Task item =
Copy the complete listing that follows, letter for letter.

Source records =
____
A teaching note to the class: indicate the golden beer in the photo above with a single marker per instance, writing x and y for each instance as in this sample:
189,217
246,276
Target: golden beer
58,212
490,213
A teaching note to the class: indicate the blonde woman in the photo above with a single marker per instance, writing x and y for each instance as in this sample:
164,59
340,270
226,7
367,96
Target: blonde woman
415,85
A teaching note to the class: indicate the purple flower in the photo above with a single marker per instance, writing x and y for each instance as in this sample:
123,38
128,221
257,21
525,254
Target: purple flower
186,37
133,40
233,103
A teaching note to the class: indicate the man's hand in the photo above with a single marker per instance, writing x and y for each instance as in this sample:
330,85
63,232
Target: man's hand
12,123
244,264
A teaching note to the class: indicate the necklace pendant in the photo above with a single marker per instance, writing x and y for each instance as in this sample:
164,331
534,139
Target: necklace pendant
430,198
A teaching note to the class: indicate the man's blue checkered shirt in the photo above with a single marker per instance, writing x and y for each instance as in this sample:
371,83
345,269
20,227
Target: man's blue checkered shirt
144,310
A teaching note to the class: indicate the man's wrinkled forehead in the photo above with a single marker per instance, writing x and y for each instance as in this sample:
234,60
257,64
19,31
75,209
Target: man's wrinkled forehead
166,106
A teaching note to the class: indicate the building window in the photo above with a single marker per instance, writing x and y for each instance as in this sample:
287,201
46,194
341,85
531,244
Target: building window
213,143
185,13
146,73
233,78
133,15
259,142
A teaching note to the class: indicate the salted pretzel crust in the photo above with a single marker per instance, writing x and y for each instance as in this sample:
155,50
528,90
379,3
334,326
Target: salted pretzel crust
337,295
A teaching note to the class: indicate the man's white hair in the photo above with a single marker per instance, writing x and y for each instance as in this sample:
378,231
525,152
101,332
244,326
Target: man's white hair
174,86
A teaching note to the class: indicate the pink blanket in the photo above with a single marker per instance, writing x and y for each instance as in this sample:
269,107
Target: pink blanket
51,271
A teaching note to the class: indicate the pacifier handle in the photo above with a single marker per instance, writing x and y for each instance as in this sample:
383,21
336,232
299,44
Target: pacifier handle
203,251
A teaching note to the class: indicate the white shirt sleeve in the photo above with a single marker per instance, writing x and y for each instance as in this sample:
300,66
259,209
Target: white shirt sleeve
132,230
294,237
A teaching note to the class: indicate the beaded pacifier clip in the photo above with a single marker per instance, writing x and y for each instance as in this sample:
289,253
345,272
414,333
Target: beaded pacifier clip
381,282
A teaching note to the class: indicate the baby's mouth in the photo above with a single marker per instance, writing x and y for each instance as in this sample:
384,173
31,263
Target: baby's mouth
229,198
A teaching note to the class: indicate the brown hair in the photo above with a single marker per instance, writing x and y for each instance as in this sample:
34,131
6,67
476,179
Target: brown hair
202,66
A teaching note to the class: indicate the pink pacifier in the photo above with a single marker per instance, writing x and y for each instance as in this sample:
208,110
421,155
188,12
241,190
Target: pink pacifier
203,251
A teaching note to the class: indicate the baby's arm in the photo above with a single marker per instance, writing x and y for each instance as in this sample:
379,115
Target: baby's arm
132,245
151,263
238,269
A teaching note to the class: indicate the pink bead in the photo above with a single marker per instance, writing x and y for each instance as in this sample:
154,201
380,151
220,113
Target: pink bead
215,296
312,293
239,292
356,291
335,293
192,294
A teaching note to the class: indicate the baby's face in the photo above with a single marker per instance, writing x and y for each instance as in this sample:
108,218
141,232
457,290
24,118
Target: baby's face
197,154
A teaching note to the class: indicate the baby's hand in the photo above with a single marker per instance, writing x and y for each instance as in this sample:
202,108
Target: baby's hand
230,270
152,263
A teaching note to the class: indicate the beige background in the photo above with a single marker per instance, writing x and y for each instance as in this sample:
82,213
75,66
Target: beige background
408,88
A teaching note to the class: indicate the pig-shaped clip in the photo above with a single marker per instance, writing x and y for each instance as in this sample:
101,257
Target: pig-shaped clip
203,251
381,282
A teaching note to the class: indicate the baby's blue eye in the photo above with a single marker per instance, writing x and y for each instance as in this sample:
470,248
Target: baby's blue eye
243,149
____
Exercise response =
A teaching note to the class: indicate the golden beer in the photo above with a single marker per instance, writing x and y for each instance as in this sample:
189,217
246,276
Target: golden beer
58,212
490,213
A teaching note to the class: indicate the blonde woman in the photo above with a single marker per instance, writing x and y for each instance as in this sample:
164,59
340,270
226,7
367,96
Target: blonde woman
415,85
A teaching note to the class: indicate the purple flower in the photo above with a single marker per instance, writing x and y for each instance as in this sample:
123,38
128,221
257,21
525,254
Target: purple flower
186,37
133,40
233,103
A teaching note to the class: indicate the man's hand in the photo above with a single marker per instance, writing x and y for each instance as in this sample:
330,85
63,232
Target: man's hand
12,123
244,264
A teaching note to the class: indicate the necklace pendant in the photo above with a single marker per instance, writing x and y for each instance as in this sample:
164,331
534,139
Target: necklace pendant
430,198
A teaching note to the class: indicate the man's blue checkered shirt in the photo above with a single marker per instance, writing x and y for each instance as in this sample:
371,83
345,269
20,227
Target: man's blue checkered shirt
144,310
A teaching note to the class: indicate the man's wrinkled forehead in the photo above with a single marker per instance, writing x and y for each instance as in this sample:
234,60
257,64
19,31
75,209
Target: man's wrinkled forehead
166,106
A teaching note to the class: indicate the building window in the photo above with a single marker per instance, writing x and y for each instance as in this sample:
287,201
46,194
341,85
531,244
Target: building window
213,143
185,13
146,73
233,78
133,15
259,142
A teaching note to the class: indicate the salted pretzel crust in the photo above with a single marker per instance, writing x and y for each instance as in this sample:
155,50
528,90
379,3
334,326
Target: salted pretzel crust
337,295
A teaching note to the class: indicate the man's white hair in the photo above with a single marker per instance, writing x and y for each instance as in this sample:
378,231
525,152
101,332
244,326
Target: man's white hair
174,86
A teaching note to the class: indicate the pink blanket in the photo above with a single marker per instance, writing x and y for each instance as in this sample:
269,107
Target: pink blanket
51,271
A teaching note to the class: indicate the pacifier handle in the photo above with a single marker per instance, writing x and y for each instance as in this sample:
383,21
336,232
299,44
Target: pacifier handle
203,251
A teaching note to the class: indicate the white shirt sleeve in the photo above with a single marker per instance, writing x and y for each instance as in this sample:
300,66
259,209
Target: white shirt sleeve
132,230
294,237
A teaching note to the class: indicate the beaded pacifier clip in the photo above with a single marker per instance, writing x and y for each instance as in this sample:
289,253
345,272
414,333
Target: beaded pacifier clip
381,282
A teaching note to the class: indicate the baby's mouth in the photo above with a single marker per instance, writing x and y for each instance as in this sample:
384,173
31,263
Target: baby's mouth
229,198
A teaching note to the class: indicate the brown hair in the photo above with a single marker per instance, writing x and y for each instance as in this sample:
34,131
6,67
476,179
Target: brown hair
202,66
A teaching note to the class: indicate the pink pacifier in the photo above with a single marker per instance, writing x and y for each instance as in this sample:
208,110
421,155
188,12
241,190
Target: pink pacifier
203,251
A teaching note to the class: indicate the baby's arm in the photo above with a single marker per instance, writing x and y for each instance as in this sample:
379,115
Target: baby's arm
132,245
151,263
238,269
A teaching note to the class: indicate the pink bead in the photo above with a single marker per instance, writing x and y for each instance as in this sample:
154,201
380,151
220,113
Target: pink bead
215,296
312,293
239,292
356,291
335,293
192,294
A teaching note to the class: indicate the baby's face in the photo above with a single marker per instance, writing x and y for each instance as in this sample:
108,218
141,232
457,290
24,118
Target: baby's face
197,154
A teaching note to the class: indicate the baby's hand in the photo above with a single marker per instance, writing x and y for each instance as in this sample:
202,108
Target: baby's hand
230,270
152,263
A teaching note to the class: indicate the beige background in the photo above with a single marker per instance, writing x and y for each instance as in this sample:
82,213
75,66
Target: beige background
408,88
A teaching note to the class: indicate the pig-shaped clip in the photo above with a single marker per instance, writing x and y for each instance as in this sample:
101,257
Target: pig-shaped clip
203,251
381,282
A teaching note to the class: indicate the baby's blue eye in the photo above with a single marker per instance, writing x and y for each instance as in this sample:
470,248
Target: baby's blue eye
243,149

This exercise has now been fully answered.